> TASK DIRECTIONS
In the passage on utility rate regulation below, what are the three types of charges through which revenue requirements can be recovered?

As part of the rate-setting process,
the Commission must also design rates which allow the utility an opportunity to
recover its revenue requirement (operating expenses plus a return of and on
investment). Revenue requirements can
be recovered through three different types of charges or rates: customer or
fixed charges;[6] usage or
energy (kWh) charges; and demand (kW) charges.
Pursuant to the enactment of the Electric Rate Reform Act in the mid-1980s,[7] the Commission endeavored to design electric rates in a manner that more closely reflected the underlying costs of service. This involved establishing rates based on the marginal cost of service, designing rates to reflect cost differences between seasons and time-of-day, and adopting inverted block rates (in which rates increase with higher usage amounts) for residential customers. This approach to ratemaking was intended to promote economic efficiency and the proper allocation of societal resources.
Operational
Efficiency
Because
utility rates are reset periodically based on an examination of the utility’s
ongoing costs, traditional regulation does not provide strong incentives for
utilities to conduct their business in the most efficient manner or to provide
their service at the lowest possible cost.
As a practical matter, the Commission’s traditional review cannot
uncover all potential inefficiencies, and the regulatory approach does not
provide incentives for efficient business operations to nearly the same degree
as a competitive market. Unlike a
competitive business that must price its product based on what the market will
bear, a utility whose costs are rising, or whose shareholder returns are
considered insufficient, can file for a rate increase. Conversely, a utility that is able to reduce
its costs through efficiency measures faces the possibility that ratepayers or
the Commission will initiate a rate case to lower rates on the grounds that the
utility’s returns are too high. Thus,
the traditional regulatory system does not instill the type of business
discipline that occurs in competitive markets.
Reliability Incentives
Under
traditional regulation, utilities were guaranteed the opportunity to obtain a
fair return on their total capital investment (referred to as ratebase). In addition, under certain circumstances, a
utility might be able to enhance its earnings per share by making additional
investments in its plant.[8] Given the utilities’ near guarantee of
recovery of investment in their systems, the incentive for utilities was to
“gold-plate” their systems to some degree to reduce any potential reliability
problems that might lead to negative public reactions and greater Commission
scrutiny. Traditional regulation has
limited effectiveness in protecting against “overbuilding” and its resulting
unnecessary increases in rates.
To
the extent that reliability problems existed despite the general incentive in
favor of capital expenditures,[9]
the primary remedy under traditional regulation was for the Commission to react
to individual customer complaints. In
addition, as part of a rate case proceeding, the Commission would ordinarily
hold public witness hearings where customers of the utility could testify about
any service problems. This testimony
was often anecdotal and did not provide an objective basis to determine whether
the utility was in fact providing adequate and reliable service on a
system-wide basis. If the Commission
found that the utility was violating its general obligation to provide
reasonably reliable and adequate service, the primary tool for addressing the
matter was to penalize the utility through a reduction in the utility’s return
on equity. While any attempt to reduce
a utility’s return on equity due to service quality issues would likely be
contested and subject to court review, the potential for the Commission to act
in this manner provided some incentive for utilities to maintain adequate service.

> EXTRACTED RECORDS
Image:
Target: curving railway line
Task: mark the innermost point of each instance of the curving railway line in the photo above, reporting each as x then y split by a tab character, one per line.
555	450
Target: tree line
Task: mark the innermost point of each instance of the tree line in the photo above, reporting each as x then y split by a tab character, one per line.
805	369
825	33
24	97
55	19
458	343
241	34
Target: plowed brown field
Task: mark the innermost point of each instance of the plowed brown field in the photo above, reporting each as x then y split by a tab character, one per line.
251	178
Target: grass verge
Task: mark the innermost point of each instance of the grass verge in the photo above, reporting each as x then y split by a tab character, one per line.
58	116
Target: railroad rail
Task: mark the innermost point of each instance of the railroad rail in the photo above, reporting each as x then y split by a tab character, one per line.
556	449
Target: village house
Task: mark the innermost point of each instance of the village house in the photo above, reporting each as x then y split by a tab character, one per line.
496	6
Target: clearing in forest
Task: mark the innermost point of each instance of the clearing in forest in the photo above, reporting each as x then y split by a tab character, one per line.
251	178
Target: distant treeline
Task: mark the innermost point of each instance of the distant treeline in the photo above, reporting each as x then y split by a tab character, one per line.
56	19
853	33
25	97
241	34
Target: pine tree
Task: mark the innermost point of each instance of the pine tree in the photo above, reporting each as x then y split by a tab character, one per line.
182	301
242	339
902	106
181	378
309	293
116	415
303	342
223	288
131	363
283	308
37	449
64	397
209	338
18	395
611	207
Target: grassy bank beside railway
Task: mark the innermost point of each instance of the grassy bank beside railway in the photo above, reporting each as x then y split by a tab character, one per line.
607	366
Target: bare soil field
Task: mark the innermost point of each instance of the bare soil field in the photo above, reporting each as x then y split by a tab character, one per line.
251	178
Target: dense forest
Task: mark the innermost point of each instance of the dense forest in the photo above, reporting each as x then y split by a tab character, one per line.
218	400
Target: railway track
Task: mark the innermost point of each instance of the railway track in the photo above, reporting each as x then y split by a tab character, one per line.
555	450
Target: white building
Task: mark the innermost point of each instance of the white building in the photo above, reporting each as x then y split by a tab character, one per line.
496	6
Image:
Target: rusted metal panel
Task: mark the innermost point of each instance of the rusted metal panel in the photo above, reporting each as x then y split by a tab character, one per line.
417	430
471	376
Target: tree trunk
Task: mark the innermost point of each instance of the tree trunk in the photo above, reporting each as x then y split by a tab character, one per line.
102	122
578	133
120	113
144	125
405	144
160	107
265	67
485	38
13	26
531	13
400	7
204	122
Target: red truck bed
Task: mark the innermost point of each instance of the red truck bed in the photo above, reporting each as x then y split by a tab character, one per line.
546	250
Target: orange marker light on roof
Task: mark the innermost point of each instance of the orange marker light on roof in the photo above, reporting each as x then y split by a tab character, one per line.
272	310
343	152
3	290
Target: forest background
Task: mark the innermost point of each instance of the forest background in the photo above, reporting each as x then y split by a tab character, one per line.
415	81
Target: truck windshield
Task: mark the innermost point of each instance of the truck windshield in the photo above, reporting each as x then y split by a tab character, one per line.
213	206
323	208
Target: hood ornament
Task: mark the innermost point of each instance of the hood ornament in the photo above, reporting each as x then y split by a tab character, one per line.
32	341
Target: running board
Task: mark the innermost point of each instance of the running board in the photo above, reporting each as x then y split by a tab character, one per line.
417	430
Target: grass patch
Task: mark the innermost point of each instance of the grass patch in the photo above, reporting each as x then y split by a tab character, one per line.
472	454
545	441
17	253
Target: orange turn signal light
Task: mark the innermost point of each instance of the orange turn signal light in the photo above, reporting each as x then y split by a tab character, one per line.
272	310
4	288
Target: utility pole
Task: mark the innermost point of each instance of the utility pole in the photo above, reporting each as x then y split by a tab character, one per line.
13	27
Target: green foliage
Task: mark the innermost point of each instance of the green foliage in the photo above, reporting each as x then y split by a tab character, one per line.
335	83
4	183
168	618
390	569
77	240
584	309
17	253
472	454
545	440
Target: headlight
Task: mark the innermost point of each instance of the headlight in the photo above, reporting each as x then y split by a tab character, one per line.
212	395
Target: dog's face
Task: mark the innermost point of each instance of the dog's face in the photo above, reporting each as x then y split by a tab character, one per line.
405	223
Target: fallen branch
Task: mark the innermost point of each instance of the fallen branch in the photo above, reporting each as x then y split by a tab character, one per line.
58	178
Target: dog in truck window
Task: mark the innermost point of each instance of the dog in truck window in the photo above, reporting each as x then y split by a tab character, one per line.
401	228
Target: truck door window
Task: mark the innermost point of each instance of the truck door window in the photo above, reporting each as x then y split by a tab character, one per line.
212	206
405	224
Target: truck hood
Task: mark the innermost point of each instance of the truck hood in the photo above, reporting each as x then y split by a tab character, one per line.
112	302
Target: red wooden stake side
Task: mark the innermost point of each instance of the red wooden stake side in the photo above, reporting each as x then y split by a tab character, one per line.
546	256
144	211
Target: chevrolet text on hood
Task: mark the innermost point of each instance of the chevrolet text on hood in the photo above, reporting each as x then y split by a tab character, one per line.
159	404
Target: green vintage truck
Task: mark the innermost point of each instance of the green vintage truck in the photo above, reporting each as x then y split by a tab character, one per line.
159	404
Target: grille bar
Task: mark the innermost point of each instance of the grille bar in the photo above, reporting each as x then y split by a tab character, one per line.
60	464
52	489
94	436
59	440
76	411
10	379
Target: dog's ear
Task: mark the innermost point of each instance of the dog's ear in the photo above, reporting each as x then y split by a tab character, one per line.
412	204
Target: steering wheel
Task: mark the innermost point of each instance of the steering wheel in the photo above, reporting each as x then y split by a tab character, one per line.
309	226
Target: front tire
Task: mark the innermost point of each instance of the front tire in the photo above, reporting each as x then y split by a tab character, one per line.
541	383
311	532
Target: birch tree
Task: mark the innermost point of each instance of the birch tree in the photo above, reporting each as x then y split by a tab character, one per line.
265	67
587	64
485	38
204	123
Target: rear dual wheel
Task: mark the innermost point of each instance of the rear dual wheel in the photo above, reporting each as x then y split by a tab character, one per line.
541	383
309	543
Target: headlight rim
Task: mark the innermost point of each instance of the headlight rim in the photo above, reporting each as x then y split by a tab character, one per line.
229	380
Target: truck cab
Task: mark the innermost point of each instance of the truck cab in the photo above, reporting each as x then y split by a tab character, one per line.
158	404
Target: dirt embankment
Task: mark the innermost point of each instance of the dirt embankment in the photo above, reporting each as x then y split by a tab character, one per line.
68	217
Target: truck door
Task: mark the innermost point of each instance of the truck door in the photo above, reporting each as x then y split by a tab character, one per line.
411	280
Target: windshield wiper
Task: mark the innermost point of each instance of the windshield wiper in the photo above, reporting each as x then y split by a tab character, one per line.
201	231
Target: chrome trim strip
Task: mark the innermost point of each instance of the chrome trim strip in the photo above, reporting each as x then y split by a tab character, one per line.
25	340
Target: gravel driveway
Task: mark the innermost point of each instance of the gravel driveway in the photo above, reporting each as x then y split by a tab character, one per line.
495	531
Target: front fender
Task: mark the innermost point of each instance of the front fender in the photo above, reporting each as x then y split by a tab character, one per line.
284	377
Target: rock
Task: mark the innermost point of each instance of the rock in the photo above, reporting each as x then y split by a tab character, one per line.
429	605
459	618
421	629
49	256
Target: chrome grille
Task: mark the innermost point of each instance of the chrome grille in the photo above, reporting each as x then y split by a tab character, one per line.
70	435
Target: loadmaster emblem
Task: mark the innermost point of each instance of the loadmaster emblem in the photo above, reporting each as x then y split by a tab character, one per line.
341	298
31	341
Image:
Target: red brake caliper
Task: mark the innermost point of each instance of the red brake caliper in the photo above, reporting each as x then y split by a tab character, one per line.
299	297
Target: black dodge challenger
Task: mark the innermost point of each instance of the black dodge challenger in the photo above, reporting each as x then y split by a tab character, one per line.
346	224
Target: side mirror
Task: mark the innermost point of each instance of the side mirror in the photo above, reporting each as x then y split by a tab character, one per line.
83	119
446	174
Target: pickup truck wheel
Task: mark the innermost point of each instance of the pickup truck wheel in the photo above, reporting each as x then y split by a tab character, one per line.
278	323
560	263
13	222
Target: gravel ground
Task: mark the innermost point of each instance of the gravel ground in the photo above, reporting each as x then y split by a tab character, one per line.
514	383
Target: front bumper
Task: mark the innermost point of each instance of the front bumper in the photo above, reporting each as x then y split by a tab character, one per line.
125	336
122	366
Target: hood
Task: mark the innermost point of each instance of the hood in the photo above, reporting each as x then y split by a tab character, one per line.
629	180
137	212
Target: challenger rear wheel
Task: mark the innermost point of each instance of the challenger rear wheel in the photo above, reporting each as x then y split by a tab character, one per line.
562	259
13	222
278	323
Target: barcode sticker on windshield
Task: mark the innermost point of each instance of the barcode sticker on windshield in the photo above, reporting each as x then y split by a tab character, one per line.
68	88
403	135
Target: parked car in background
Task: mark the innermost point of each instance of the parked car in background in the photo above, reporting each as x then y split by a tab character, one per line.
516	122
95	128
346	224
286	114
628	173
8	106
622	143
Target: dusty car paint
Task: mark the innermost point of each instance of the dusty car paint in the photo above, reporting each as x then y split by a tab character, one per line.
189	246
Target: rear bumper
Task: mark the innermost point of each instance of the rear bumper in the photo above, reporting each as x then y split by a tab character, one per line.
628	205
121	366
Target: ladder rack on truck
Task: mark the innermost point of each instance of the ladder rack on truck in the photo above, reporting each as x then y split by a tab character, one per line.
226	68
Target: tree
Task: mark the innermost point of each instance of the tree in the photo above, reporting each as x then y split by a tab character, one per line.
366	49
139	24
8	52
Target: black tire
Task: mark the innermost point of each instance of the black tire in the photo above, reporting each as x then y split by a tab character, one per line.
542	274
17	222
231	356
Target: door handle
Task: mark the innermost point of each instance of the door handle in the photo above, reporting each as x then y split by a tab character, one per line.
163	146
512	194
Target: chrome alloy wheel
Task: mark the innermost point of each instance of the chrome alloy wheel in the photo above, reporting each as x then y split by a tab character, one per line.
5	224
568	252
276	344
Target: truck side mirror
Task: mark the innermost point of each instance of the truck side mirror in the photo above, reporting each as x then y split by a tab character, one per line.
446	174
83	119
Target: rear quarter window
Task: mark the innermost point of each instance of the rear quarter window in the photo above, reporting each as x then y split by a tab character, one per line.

> RESPONSE TO THE EXERCISE
Customer or fixed charges; usage or energy (kWh) charges; and demand (kW) charges.